_Aim of the exercise:_
Copy out all lines bearing the word "marker" from the listing below.

[Source material]

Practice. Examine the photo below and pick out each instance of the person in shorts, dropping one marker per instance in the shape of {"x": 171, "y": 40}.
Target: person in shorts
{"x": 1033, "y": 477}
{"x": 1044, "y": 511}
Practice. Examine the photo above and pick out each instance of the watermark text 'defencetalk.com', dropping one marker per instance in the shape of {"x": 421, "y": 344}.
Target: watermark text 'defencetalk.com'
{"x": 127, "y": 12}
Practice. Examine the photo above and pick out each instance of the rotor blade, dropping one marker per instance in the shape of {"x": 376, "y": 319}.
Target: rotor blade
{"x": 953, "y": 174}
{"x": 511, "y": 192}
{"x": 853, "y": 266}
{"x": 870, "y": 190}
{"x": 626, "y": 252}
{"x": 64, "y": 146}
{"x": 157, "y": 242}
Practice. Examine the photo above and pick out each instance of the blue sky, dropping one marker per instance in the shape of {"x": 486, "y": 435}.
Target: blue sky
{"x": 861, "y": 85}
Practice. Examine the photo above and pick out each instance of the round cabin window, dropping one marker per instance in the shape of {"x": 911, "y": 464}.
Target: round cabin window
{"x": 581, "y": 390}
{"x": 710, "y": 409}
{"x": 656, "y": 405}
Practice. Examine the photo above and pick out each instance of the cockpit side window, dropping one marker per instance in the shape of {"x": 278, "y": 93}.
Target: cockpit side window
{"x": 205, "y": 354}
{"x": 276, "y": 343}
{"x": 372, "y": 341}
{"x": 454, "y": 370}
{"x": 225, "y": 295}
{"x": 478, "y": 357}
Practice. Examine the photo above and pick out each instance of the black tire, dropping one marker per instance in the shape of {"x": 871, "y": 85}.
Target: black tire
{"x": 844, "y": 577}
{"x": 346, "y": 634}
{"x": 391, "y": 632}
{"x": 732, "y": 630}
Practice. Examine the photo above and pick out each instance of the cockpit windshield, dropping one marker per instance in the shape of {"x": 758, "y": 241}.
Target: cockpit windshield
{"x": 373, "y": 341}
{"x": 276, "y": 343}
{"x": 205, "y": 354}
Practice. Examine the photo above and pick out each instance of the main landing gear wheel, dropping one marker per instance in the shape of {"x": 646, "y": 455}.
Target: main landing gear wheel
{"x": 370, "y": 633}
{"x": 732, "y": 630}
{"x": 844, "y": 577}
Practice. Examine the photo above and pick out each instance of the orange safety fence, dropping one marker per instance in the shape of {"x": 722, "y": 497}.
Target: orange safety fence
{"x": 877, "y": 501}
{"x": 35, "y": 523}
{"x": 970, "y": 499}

[/Source material]

_Solution below:_
Practice. Examine the photo below and pick out each instance of the person in shorts, dropping one marker per instance in the shape of {"x": 171, "y": 40}.
Practice. Examine the photo above and pick out each instance of the watermark text 'defencetalk.com', dropping one marker per instance in the shape of {"x": 421, "y": 344}.
Practice. Examine the photo above and pick out each instance of the rotor blade, dropping one marker per instance in the shape of {"x": 376, "y": 319}.
Practice. Examine the photo above and pick out each instance of the blue sky, dropping one marker per instance in the shape of {"x": 486, "y": 435}.
Practice. Examine the photo above and pick out each instance of the round cabin window, dropping one marker per instance in the shape of {"x": 911, "y": 464}.
Practice. Examine the photo above and pick out each instance of the cockpit side window, dropping one marker per instance in the shape of {"x": 278, "y": 93}.
Practice. Examine the photo above and pick out each instance of the black tire, dropping one marker per instance in the shape of {"x": 871, "y": 85}.
Practice. Examine the photo above and pick out each instance of the cockpit windshield, dropping one marker per instance in the shape of {"x": 758, "y": 241}.
Practice. Examine the photo above and pick out each instance of the main landing gear wheel, dropping one marker per instance in the shape of {"x": 646, "y": 455}.
Practice. Examine the photo above and pick out each instance of the orange safety fence, dropping one marker per instance in the shape of {"x": 722, "y": 497}.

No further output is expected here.